_MATERIAL PROVIDED_

* * * * * * * * *

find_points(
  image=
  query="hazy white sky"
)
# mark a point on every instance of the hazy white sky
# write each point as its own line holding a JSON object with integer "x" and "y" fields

* * * * * * * * *

_EXERCISE PROMPT_
Rewrite the material above, substituting "overcast gray sky" for every occurrence of "hazy white sky" and leaving all other text unchanged.

_EXERCISE ANSWER_
find_points(
  image=
  query="overcast gray sky"
)
# mark a point on every instance of the overcast gray sky
# write each point as its own line holding a JSON object with integer "x" and "y" fields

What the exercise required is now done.